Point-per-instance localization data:
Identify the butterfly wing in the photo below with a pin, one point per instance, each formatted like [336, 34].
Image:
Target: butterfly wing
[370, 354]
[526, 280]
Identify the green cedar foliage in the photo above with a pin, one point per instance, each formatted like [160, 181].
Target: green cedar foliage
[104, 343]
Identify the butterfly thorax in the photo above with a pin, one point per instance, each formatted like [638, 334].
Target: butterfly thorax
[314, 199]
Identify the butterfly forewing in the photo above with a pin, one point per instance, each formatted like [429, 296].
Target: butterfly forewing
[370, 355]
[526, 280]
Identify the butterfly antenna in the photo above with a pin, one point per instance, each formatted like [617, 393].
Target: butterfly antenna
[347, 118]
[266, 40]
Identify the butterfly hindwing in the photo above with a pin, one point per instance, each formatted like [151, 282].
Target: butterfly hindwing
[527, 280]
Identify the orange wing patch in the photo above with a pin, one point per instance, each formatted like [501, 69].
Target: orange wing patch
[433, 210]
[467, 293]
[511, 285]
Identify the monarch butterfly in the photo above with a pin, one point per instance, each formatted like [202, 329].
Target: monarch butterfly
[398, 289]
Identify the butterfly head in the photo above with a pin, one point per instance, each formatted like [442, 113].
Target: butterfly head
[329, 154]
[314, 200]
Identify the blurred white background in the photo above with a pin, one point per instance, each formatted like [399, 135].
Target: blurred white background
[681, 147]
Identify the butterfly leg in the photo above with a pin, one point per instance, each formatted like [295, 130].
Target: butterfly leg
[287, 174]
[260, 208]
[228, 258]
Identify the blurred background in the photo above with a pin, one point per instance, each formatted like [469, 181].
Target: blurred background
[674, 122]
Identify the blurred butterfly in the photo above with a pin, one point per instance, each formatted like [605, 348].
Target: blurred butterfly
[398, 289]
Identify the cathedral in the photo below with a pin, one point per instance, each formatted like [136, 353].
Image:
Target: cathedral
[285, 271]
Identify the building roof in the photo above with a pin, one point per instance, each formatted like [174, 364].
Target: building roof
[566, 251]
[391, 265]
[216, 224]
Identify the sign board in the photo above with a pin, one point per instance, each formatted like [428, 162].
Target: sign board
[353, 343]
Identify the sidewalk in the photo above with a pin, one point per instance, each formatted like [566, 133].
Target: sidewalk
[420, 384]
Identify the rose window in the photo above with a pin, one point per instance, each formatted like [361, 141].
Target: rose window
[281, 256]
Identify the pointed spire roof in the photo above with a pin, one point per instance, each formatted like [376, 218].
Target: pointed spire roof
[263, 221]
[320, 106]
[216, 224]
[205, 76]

- **TASK DETAILS**: Give all of the entries again, word for word.

- **WRITTEN SOLUTION**:
Identify the butterfly wing in the photo below with a pin, one point per instance, each formatted like [336, 34].
Image:
Target: butterfly wing
[370, 354]
[526, 280]
Identify the green cedar foliage in the photo above with a pin, one point per instance, each formatted like [160, 181].
Target: green cedar foliage
[104, 343]
Identify the butterfly thorax in the photo above with a pin, one point per instance, each formatted like [638, 334].
Target: butterfly thorax
[314, 199]
Identify the butterfly forewing in the photo above with a pin, one point per instance, each formatted like [429, 296].
Target: butterfly forewing
[370, 355]
[526, 280]
Identify the butterfly antenna in the photo above with a pin, one point per instance, each formatted like [617, 393].
Target: butterfly antenna
[347, 118]
[266, 40]
Identify the butterfly hindwing in the photo above with a pin, one point per instance, each formatted like [151, 282].
Target: butterfly hindwing
[527, 280]
Identify the orange wing patch in the photo above with a pin, one point per instance, each formatted like [501, 69].
Target: orange wing patch
[433, 210]
[467, 293]
[511, 285]
Identify the monarch butterfly in the photo above with a pin, one point per instance, each formatted like [202, 329].
Target: monarch butterfly
[398, 289]
Identify the butterfly head in the photo above with a pin, one point per instance, each formatted like [442, 113].
Target: butterfly head
[329, 154]
[314, 200]
Identify the blurred white background in the photo above with a pin, one point per instance, each formatted like [399, 135].
Target: blurred white background
[681, 147]
Identify the butterfly leg in the photo above with a pin, one point per instance, each formatted like [295, 130].
Target: butterfly leg
[287, 174]
[260, 208]
[228, 258]
Identify the blurred background in the photo above with a pin, one point per instance, each formatted like [469, 181].
Target: blurred background
[674, 122]
Identify the blurred butterfly in the photo above with a pin, one point per instance, each formatted like [605, 348].
Target: blurred butterfly
[398, 289]
Identify the cathedral in the photo below with a pin, one point per instance, each formatted like [136, 353].
Image:
Target: cathedral
[285, 271]
Identify the building roof in the photo above with a pin, one point per instance, each formatted like [174, 364].
Target: building roof
[566, 251]
[391, 265]
[216, 224]
Identify the sign board in the photo above with a pin, one point per instance, each formatted like [428, 162].
Target: sign board
[353, 343]
Identify the sidewalk in the photo above with a pin, one point per instance, each formatted like [566, 133].
Target: sidewalk
[420, 384]
Identify the rose window in the photo above with a pin, one point per instance, each formatted like [361, 141].
Target: rose window
[281, 256]
Identify the pointed spire roof in the photo above with a pin, one point per instance, each formatted like [376, 218].
Target: pointed spire roof
[263, 221]
[320, 106]
[216, 224]
[205, 76]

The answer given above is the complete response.